→ Task goal
Would you repeat all the lines below, exactly as they stand?

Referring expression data
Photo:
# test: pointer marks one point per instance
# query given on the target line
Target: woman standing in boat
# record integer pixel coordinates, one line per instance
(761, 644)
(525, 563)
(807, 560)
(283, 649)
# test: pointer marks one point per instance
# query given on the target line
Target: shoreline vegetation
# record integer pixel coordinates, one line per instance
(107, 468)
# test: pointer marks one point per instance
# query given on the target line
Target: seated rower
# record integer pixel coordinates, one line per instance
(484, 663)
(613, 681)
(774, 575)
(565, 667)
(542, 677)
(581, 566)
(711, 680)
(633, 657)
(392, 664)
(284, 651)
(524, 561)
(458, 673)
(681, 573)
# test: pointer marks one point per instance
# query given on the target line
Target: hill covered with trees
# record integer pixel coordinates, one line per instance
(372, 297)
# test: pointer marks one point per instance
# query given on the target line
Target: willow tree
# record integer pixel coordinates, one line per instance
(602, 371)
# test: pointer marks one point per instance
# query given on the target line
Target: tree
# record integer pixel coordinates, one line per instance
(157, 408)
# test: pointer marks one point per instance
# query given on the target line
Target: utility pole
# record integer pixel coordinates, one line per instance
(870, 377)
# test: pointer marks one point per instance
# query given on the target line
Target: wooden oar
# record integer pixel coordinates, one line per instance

→ Response
Photo:
# test: pointer marks one point per instance
# query given on the target line
Target: woman standing in boat
# record integer pixel coordinates, one line per instance
(761, 644)
(525, 563)
(807, 560)
(283, 649)
# test: pointer marks one point per instance
# query given on the target line
Target: shoreline vegetation
# record integer pixel coordinates, one line per instance
(107, 468)
# test: pointer marks one point per instance
# query given on the target line
Target: seated rower
# record integer pixel coordinates, one line per instance
(484, 663)
(613, 681)
(774, 575)
(565, 667)
(542, 677)
(581, 566)
(711, 680)
(633, 657)
(392, 664)
(284, 651)
(524, 561)
(458, 673)
(681, 573)
# test: pointer marks one point per instance
# query given on the target line
Target: hill covered with trees
# record integer pixel coordinates, one line per instance
(372, 297)
# test: pointer marks one point per instance
# query given on the target line
Target: willow tree
# record integer pixel coordinates, one line per instance
(602, 371)
# test: pointer marks one point per instance
# query given on the target line
Target: tree
# record integer pixel coordinates, one line per instance
(157, 408)
# test: pointer marks one point per instance
# query given on the target line
Target: utility pole
# record integer pixel coordinates, one line per instance
(870, 377)
# test: pointer marks one point per instance
# query given on the target line
Target: wooden oar
# record integer pixel coordinates, one line per instance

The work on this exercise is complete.